◆ **SHORT TASK**: Extend the passage about copying objects in Python, picking up right after its final sentence.

◆ **SOURCE PASSAGE**:
>>>>>

Earlier, we saw that when using the expression b = a, it doesn't create a copy of the object. Instead, it adds a new reference to the object.

When we modify a mutable object through one of its references, the object's other references reflect the same modifications as they all point to the same object.

To avoid unwanted updates to an object, we can create a copy of an object rather than add a new reference.

A copy is sometimes needed, so one can change the copy without modifying the original object. Let's look into how we can copy objects in Python.

There are two types of copy operations to copy mutable container objects such as lists:

  • Shallow Copy
  • Deep Copy

Shallow Copy

We can perform a copy operation either by -

  • using the copy() function from a built-in module copy ,
  • or by creating a new container object with the same children objects.

Let's first use the copy() from the standard module to create a list object copy.

>>> from copy import copy
>>> a = [1, 2, 3]
>>> c = copy(a)					# Creating object using `copy`
>>> c
[1, 2, 3]
>>> c == a
True							# `c` Contains same elements as `a`
>>> c is a
False							# `c` refers to a different object

In the above code, we created a copy of the list object a, which is a different list object than a but contains the same elements as a. Now, let's modify c and see if it affects the list object a.

>>> c[2] = 10
>>> c
[1, 2, 10]				# `c` is modified
>>> a
[1, 2, 3]				# `a` is unchanged

As we can see, modifying a copy of the object doesn't affect the original object.

We can also copy a list object by copying the elements into a new list object. To do that, you might recall that the slice notation can be used to extract all the list elements.

Which of the following slice notation returns all the elements of the list object a.

  1. a[0:len(a)-1]
  2. a[0: -1]
  3. a[0::-1]
  4. a[:]

The slice notation a[:] returns all the list object's elements a[:]. Let's create a new list object with the same elements as a.

<<<<<

◆ **RAW DATA**:
>>>>>

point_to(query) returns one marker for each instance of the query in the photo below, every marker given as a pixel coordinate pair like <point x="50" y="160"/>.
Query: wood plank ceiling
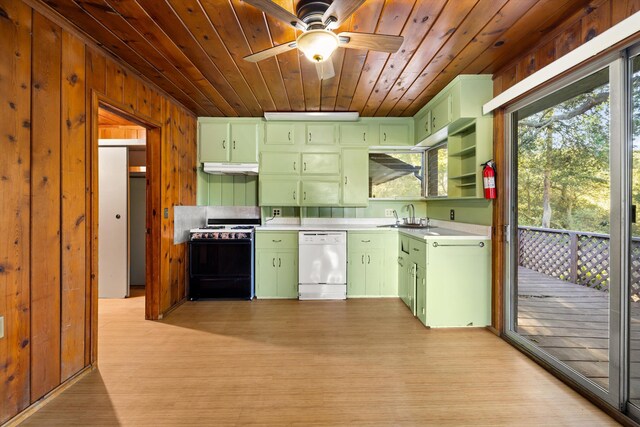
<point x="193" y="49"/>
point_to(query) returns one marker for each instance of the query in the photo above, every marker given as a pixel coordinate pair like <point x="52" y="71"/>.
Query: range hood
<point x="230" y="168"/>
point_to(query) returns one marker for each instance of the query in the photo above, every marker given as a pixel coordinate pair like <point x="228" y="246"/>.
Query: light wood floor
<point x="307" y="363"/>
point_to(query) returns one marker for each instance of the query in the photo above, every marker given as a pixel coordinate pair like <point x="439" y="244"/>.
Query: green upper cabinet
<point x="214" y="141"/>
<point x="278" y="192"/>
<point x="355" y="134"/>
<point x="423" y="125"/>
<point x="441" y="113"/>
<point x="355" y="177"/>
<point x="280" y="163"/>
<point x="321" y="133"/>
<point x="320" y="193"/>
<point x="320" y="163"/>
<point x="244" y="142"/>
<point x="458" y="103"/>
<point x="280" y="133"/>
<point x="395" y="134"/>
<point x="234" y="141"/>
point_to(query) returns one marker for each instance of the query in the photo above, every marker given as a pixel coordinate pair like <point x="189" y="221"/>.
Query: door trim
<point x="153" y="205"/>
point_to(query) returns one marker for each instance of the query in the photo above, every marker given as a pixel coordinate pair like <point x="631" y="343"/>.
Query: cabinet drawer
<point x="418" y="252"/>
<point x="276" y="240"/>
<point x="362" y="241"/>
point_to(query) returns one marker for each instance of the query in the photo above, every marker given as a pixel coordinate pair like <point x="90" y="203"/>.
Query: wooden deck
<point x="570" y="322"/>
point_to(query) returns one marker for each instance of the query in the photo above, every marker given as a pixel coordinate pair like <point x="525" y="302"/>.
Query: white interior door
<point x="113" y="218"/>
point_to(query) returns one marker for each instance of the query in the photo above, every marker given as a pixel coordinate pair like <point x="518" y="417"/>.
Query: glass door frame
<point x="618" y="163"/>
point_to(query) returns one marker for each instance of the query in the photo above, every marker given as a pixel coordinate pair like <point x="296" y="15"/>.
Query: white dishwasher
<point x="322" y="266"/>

<<<<<
>>>>>

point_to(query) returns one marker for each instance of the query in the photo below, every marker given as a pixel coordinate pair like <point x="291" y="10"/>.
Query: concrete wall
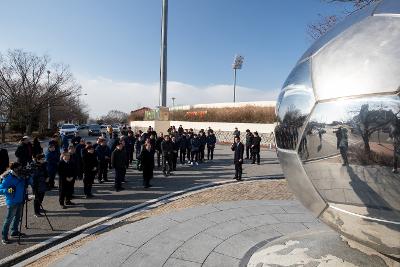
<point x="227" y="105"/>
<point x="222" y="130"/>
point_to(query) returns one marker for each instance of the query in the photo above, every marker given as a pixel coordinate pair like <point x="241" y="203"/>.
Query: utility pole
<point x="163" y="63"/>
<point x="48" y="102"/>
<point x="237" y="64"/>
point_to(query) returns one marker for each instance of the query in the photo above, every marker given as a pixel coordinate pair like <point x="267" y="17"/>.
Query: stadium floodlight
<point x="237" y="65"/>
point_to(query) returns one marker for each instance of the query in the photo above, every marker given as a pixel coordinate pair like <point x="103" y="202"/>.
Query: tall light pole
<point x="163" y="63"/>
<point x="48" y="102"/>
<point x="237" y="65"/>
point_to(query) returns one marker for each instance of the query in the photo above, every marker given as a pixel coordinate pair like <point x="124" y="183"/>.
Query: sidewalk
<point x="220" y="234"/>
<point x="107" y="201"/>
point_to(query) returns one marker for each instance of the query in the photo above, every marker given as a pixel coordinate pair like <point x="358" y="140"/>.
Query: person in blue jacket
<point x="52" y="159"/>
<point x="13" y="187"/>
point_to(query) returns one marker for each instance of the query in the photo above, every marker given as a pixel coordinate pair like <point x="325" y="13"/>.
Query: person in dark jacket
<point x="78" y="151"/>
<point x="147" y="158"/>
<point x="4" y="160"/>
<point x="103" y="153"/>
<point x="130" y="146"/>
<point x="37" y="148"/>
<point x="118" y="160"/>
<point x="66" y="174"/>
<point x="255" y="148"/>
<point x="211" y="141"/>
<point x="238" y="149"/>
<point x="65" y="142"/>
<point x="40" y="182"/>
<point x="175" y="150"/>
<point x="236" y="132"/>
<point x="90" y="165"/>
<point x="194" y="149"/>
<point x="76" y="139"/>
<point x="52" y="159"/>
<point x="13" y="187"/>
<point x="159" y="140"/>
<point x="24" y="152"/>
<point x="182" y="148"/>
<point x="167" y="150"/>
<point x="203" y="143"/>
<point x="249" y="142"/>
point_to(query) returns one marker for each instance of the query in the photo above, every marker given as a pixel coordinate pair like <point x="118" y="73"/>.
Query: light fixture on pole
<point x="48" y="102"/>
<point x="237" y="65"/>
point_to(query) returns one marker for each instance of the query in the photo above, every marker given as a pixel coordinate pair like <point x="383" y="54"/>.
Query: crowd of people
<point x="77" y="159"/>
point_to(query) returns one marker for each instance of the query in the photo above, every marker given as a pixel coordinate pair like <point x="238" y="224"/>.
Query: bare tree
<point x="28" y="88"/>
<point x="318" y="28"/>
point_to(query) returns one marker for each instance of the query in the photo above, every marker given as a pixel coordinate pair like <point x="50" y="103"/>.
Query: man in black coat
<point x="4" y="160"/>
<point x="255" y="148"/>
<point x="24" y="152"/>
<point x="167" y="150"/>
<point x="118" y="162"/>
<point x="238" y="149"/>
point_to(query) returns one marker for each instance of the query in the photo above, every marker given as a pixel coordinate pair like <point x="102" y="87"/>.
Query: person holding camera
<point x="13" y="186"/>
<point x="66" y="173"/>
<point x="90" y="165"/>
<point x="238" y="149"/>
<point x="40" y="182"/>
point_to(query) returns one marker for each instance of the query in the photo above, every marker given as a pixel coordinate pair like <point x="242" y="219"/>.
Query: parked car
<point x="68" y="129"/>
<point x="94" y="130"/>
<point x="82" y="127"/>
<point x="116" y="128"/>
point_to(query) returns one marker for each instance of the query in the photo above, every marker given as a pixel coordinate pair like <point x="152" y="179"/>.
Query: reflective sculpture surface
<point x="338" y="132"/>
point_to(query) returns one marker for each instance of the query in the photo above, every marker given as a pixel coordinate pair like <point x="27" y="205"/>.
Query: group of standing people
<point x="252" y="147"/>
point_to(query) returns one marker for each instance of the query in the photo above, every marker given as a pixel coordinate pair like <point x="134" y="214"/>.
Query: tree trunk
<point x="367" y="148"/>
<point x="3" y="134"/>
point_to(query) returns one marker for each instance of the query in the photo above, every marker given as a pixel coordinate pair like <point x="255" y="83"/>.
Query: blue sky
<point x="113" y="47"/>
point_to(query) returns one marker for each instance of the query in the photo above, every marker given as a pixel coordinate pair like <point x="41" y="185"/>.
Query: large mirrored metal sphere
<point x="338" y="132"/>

<<<<<
>>>>>

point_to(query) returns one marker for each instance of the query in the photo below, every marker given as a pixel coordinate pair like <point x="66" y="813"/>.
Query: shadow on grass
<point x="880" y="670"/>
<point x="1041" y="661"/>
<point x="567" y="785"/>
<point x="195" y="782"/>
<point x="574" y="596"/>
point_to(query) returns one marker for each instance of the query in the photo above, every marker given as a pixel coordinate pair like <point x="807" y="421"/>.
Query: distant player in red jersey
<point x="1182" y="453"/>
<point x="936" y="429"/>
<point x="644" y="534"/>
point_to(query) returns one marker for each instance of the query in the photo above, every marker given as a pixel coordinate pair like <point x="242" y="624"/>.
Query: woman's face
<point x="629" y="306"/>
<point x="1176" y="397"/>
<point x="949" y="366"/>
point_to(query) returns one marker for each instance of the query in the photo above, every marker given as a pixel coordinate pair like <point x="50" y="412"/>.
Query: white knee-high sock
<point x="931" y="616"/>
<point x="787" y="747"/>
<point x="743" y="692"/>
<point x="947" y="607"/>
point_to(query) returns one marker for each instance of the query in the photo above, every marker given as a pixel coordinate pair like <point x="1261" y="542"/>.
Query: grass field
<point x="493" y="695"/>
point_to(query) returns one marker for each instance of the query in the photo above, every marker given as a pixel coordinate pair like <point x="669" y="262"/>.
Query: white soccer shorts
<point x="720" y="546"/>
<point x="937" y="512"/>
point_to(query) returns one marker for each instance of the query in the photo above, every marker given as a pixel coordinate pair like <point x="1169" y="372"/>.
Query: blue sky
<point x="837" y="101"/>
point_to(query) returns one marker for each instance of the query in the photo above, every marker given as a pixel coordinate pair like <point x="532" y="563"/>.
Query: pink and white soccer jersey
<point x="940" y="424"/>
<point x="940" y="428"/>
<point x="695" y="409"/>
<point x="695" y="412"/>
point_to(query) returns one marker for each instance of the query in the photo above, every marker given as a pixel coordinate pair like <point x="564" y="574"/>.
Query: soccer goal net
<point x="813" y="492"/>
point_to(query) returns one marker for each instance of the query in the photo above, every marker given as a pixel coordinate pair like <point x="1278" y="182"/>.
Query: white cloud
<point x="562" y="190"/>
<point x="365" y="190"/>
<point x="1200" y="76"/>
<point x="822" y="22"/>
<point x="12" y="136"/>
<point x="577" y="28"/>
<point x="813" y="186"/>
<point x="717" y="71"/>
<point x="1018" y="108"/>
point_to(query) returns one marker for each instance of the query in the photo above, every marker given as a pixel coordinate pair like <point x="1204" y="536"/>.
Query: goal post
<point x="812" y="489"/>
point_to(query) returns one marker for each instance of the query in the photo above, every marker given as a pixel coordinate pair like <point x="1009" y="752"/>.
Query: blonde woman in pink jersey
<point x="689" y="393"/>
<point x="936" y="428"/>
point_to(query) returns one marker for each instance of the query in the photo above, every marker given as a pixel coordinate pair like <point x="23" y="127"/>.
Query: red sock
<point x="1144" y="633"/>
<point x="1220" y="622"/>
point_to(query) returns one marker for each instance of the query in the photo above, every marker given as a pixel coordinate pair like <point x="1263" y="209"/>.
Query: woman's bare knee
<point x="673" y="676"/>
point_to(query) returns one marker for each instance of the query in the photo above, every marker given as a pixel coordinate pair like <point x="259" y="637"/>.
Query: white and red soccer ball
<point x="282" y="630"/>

<<<<<

◆ **THE OUTPUT**:
Let's create a list object a copy it's elements to d using slice notation.

>>> a = [1, 2, 3]
>>> a[:]				# Return all the elements
[1, 2, 3]
>>> d = a[:]			# `d` is a new list object with same elements as `a`
>>> d
[1, 2, 3]
>>> d is a				# `d` and `a` are two different objects
False

Let's see if modifying the original list object a affects the newly copied list object`.

>>> a[2] = 20			# Modified list object `a`
>>> a
[1, 2, 20]
>>> d
[1, 2, 3]				# List object `d` is unchanged

We can see that changing the original list object a does not affect the newly copied list object.

We saw two ways of copying the list object. However, both of these two instances of copying fail to explain why this is called shallow copying. Before I explain why this form of copying is called shallow, I would like to give you a hint to figure it out yourself. We are only copying the list, not the objects contained inside them. Now, would you like to guess as to why this is called shallow copying?

Let's figure out why this is called shallow copying.

We will need to take another instance but with slightly different elements.

Consider the copying operation of a nested list object such as x shown below.

>>> from copy import copy
>>> x = [[1, 2], [3, 4]]
>>> y = copy(x)				# Copy x
>>> y
[[1, 2], [3, 4]]
>>> y is x
False						# y and x are different objects

Now, let's modify the newly created list object 'y`.

>>> y[0][1] = 1000
>>> y
[[1, 1000], [3, 4]]				# y is changed
>>> x
[[1, 1000], [3, 4]]				# x is also changed

In this case, updating the copied object y results in x being modified as well. The reason for this is even though we are creating new container objects by copying, the elements in the container are still shared.

We can verify this by checking the elements of the two list-objects.

>>> y[1] is x[1]				# underlying object is shared
True

When we create a new copy using any list copying methods, Python shares the underlying objects while creating a new data-structure or container object. This form of copying is called shallow copying.

A shallow copy means constructing a new container object and then populating it with references to the original object's objects. It means that any changes made to a copy of the object reflect in the original object.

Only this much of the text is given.